*Consigne à suivre*: Dans l'extrait sur la fabrique de canons de Saint-Gervais, quelle flotte cette fabrique fut-elle la seule à approvisionner pendant près de deux siècles ?

*Extrait du texte*:
————————

Pour les lecteurs que cela intéresse, je voudrais signaler la mise en ligne sur le site du Chasse-Marée <old.chasse-maree.com>, dans la rubrique « Actualités », d’un texte retraçant l’histoire d’une fabrique de canons pour la Marine, créée sous Louis XIV. Elle était située à Saint-Gervais sur la rive gauche de l’Isère, en bordure septentrionale du Vercors, entre Grenoble et Lyon.
En cette fin du xviie siècle, il en existait encore peu en France et celle de Saint-Gervais fut la seule à approvisionner la flotte française du Levant pendant près de deux siècles. Pourquoi avait-on choisi d’édifier cette usine à 400 km de la mer, dans une province aussi reculée ? Ce choix tient essentiellement à Samuel Dallies de La Tour. Ce receveur et trésorier général du Dauphiné avait fait un beau mariage qui lui avait ouvert les portes de la haute noblesse et déjà créé un certain nombre de fabriques d’ouvrages de fer avant de s’intéresser à l’armement. Il connaissait aussi la politique industrielle de Colbert visant à améliorer la balance commerciale française en réduisant les importations et à renforcer le pouvoir du roi dans les domaines stratégiques.

————————

*Données recueillies*:
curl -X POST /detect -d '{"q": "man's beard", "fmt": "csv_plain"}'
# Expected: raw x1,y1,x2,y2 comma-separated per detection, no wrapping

————————

*Réponse complète*: La flotte française du Levant.